_Problem details_:
Output, unchanged and with nothing else, the part of the entries below that opens with the line containing "Find the gradient" and closes with the line containing "POLYGON ((177 35, 188", both of those lines included.

_Exercise input_:
************
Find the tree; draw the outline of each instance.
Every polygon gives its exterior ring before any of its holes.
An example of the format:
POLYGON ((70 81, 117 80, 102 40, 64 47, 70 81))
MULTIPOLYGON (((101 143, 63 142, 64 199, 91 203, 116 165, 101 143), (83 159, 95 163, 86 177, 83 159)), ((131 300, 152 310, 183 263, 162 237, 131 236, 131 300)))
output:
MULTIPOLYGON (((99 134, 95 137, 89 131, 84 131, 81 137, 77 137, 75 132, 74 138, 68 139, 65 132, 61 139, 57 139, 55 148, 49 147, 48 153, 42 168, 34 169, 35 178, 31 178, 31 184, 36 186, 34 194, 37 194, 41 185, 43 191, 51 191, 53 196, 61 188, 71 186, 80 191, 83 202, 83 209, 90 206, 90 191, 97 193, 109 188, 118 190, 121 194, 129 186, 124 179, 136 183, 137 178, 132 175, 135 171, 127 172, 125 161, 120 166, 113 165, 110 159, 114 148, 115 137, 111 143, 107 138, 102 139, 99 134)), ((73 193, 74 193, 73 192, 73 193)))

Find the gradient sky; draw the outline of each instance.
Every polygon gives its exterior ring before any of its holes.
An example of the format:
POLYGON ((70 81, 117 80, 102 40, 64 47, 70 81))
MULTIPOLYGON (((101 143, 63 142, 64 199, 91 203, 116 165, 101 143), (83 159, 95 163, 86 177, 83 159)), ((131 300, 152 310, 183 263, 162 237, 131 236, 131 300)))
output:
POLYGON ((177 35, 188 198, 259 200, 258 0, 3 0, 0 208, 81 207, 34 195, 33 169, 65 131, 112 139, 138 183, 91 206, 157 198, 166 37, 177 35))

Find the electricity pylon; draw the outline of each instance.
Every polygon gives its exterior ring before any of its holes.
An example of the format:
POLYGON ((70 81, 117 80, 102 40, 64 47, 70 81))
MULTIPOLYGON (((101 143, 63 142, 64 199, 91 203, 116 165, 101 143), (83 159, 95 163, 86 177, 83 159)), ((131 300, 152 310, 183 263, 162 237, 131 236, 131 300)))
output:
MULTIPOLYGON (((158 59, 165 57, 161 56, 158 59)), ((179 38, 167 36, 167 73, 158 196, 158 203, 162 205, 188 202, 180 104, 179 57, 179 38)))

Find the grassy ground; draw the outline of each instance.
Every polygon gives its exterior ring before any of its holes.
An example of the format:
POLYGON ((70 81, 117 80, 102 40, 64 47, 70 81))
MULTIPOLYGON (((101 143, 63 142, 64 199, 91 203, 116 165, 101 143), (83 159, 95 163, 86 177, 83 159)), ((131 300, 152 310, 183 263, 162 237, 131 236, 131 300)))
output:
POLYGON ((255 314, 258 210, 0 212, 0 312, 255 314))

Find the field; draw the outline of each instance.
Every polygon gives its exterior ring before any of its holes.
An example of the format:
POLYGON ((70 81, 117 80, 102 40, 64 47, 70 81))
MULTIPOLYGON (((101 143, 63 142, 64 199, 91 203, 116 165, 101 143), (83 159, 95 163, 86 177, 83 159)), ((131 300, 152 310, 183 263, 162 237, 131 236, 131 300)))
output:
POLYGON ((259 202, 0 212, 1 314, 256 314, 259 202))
************
_Response_:
Find the gradient sky; draw the outline of each instance.
Every polygon gives its exterior ring before any of its holes.
An example of the format:
POLYGON ((70 81, 117 80, 102 40, 64 47, 70 81))
MULTIPOLYGON (((101 143, 63 142, 64 199, 91 203, 116 165, 101 143), (83 159, 95 163, 86 177, 83 159)), ((131 300, 152 310, 183 263, 162 237, 131 236, 131 300)))
output:
POLYGON ((177 35, 188 198, 259 200, 258 0, 3 0, 0 208, 81 207, 34 195, 33 169, 65 131, 112 139, 138 183, 91 206, 157 198, 166 37, 177 35))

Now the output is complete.